:: MATÉRIEL DE L'EXERCICE

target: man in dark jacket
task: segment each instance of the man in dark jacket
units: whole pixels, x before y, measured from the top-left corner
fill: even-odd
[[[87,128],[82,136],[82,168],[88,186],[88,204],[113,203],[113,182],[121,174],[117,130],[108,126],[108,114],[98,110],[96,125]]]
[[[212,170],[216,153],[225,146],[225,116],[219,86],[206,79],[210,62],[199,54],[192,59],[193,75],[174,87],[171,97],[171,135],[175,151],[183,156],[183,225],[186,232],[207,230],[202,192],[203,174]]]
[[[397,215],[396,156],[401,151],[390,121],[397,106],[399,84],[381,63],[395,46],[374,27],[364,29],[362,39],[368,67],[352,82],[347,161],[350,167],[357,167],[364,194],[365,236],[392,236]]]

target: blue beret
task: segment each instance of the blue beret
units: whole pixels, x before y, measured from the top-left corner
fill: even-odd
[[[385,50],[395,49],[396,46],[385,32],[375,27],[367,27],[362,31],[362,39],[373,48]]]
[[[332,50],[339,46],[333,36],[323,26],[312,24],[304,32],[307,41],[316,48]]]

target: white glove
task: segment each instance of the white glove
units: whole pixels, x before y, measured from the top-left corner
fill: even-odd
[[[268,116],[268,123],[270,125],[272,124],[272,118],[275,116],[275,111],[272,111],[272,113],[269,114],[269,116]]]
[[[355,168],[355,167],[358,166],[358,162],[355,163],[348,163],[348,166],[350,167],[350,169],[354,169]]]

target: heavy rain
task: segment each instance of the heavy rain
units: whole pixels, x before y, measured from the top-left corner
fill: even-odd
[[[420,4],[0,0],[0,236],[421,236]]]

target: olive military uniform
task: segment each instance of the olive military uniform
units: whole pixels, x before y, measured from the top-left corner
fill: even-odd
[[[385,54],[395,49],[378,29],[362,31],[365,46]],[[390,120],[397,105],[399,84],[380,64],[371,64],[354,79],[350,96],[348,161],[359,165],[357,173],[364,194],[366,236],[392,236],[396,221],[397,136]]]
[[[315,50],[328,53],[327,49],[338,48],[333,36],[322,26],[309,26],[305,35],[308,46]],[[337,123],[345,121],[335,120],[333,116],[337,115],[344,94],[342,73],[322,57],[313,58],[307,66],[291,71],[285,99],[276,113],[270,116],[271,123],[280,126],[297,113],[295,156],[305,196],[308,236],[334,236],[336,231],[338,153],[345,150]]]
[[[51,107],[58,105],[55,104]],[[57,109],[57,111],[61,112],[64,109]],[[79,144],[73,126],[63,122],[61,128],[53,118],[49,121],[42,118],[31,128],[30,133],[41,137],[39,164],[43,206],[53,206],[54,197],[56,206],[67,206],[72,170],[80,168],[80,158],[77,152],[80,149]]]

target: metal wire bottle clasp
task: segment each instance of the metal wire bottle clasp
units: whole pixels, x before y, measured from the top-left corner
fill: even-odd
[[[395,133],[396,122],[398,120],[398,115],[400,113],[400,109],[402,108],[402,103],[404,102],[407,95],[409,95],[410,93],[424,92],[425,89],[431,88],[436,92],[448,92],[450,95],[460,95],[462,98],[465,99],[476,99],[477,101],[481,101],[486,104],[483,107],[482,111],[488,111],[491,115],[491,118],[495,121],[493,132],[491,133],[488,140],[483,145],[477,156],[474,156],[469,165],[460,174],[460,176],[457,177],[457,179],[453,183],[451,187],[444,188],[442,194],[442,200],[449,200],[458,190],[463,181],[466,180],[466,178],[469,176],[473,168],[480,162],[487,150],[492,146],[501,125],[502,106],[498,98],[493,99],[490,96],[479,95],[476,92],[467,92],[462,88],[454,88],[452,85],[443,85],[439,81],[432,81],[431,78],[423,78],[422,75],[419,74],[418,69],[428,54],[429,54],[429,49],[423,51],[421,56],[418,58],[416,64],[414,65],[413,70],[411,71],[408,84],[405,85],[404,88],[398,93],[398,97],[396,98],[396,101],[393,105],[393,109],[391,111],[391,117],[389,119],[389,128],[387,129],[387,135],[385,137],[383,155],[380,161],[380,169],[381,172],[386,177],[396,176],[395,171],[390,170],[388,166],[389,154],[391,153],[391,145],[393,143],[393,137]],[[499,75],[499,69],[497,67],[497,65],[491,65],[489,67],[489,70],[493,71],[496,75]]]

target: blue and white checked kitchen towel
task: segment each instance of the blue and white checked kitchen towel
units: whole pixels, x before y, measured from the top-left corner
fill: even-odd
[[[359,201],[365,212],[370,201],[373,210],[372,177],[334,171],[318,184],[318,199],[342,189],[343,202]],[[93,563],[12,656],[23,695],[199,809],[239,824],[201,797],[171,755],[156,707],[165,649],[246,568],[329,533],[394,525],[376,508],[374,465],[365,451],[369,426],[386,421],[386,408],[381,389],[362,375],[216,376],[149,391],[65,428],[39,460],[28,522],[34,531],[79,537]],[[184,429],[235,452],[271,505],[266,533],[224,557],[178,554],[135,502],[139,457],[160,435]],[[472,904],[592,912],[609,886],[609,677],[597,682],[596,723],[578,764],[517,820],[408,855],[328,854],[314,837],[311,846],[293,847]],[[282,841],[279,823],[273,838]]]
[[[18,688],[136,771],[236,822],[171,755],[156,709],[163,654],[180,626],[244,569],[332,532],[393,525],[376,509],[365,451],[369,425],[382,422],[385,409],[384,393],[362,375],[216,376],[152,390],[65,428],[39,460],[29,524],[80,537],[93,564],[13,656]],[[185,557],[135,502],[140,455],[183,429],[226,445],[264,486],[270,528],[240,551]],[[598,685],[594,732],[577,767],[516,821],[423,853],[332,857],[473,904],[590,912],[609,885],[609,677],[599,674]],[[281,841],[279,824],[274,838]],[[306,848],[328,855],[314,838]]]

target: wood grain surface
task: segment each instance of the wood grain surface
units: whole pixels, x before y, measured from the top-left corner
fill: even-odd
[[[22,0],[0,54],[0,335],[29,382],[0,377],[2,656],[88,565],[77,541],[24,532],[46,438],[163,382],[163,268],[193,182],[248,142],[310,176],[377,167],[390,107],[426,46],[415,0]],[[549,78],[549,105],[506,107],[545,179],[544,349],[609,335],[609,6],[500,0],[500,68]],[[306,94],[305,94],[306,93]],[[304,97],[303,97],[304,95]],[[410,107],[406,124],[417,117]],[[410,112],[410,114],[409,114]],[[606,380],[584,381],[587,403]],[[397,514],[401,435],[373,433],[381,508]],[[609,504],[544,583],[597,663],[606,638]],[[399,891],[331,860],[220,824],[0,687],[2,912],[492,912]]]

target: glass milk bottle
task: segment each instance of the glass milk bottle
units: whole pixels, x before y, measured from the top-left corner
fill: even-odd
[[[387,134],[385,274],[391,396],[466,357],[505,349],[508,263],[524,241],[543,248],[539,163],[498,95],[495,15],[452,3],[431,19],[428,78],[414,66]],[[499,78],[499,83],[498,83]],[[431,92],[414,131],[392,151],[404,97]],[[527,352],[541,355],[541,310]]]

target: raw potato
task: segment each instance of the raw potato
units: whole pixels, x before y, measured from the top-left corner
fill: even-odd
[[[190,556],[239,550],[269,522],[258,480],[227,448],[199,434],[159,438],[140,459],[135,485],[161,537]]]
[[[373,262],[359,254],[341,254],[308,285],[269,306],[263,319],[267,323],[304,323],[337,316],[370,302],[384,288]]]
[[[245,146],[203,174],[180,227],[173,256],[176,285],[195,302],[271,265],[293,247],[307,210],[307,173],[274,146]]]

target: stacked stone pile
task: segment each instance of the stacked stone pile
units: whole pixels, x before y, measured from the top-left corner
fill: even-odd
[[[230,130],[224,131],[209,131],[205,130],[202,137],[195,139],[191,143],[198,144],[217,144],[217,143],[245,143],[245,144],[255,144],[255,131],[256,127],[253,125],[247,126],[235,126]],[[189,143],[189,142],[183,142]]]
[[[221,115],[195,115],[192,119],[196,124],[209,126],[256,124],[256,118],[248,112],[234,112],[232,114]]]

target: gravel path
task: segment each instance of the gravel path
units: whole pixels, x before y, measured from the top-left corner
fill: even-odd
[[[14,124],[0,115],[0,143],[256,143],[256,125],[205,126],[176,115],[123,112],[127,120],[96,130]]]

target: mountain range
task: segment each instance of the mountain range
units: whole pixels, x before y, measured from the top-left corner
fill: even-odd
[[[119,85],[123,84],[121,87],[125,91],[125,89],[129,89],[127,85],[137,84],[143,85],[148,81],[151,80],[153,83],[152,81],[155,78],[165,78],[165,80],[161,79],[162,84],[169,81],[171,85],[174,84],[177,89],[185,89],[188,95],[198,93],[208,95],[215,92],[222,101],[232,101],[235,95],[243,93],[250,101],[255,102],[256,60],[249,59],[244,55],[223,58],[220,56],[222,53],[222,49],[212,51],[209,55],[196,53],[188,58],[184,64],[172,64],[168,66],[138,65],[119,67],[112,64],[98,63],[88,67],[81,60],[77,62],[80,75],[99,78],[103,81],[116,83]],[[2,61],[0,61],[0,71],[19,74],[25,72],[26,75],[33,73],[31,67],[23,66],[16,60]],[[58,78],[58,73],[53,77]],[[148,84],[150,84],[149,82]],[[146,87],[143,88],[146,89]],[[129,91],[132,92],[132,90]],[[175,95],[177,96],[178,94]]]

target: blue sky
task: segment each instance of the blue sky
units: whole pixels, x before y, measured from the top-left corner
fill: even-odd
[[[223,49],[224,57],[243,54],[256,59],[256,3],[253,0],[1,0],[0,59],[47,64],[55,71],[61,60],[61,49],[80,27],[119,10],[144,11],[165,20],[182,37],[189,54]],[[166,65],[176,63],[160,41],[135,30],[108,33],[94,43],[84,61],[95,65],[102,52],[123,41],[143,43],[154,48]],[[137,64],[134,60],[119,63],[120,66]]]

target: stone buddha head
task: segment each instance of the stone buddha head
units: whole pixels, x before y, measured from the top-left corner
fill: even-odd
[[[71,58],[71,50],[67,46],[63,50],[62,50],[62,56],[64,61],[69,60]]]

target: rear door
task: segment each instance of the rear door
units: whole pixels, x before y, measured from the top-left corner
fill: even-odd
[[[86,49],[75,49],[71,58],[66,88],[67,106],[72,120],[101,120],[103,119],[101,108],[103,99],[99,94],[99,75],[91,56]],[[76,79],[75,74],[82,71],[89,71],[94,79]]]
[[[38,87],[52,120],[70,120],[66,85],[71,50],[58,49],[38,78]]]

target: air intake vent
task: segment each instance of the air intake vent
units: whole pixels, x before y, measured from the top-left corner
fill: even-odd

::::

■ VOS CONSIGNES ■
Recopiez fidèlement le matériel depuis son début jusqu'à la ligne qui contient « [[[420,4],[0,0],[0,236],[421,236]]] », celle-ci incluse.

■ CORRIGÉ ■
target: man in dark jacket
task: segment each instance of the man in dark jacket
units: whole pixels, x before y, measured from the top-left corner
fill: even-odd
[[[87,128],[82,136],[82,168],[88,186],[88,204],[113,203],[113,182],[121,174],[117,130],[108,126],[108,114],[98,110],[96,125]]]
[[[212,170],[216,153],[225,146],[225,116],[219,86],[206,79],[210,62],[199,54],[192,59],[193,75],[174,87],[171,97],[171,135],[175,151],[183,156],[183,225],[186,232],[207,230],[202,192],[203,174]]]
[[[397,215],[396,156],[401,151],[390,121],[397,106],[399,84],[381,63],[395,46],[374,27],[364,29],[362,39],[368,67],[352,82],[347,161],[350,167],[357,167],[364,194],[365,236],[392,236]]]

target: blue beret
task: segment each instance of the blue beret
units: whole pixels, x before y, measured from the top-left corner
fill: even-odd
[[[385,50],[395,49],[396,46],[385,32],[375,27],[367,27],[362,31],[362,39],[373,48]]]
[[[332,50],[339,46],[333,36],[323,26],[312,24],[304,32],[307,41],[316,48]]]

target: white glove
task: segment each instance of the white glove
units: whole pixels, x before y, measured from the top-left corner
fill: even-odd
[[[268,116],[268,123],[270,125],[272,124],[272,118],[275,116],[275,111],[272,111],[272,113],[269,114],[269,116]]]
[[[355,168],[355,167],[358,166],[358,162],[355,163],[348,163],[348,166],[350,167],[350,169],[354,169]]]

target: heavy rain
task: segment each instance of the heavy rain
units: whole pixels, x before y, measured from the top-left corner
fill: even-odd
[[[420,4],[0,0],[0,236],[421,236]]]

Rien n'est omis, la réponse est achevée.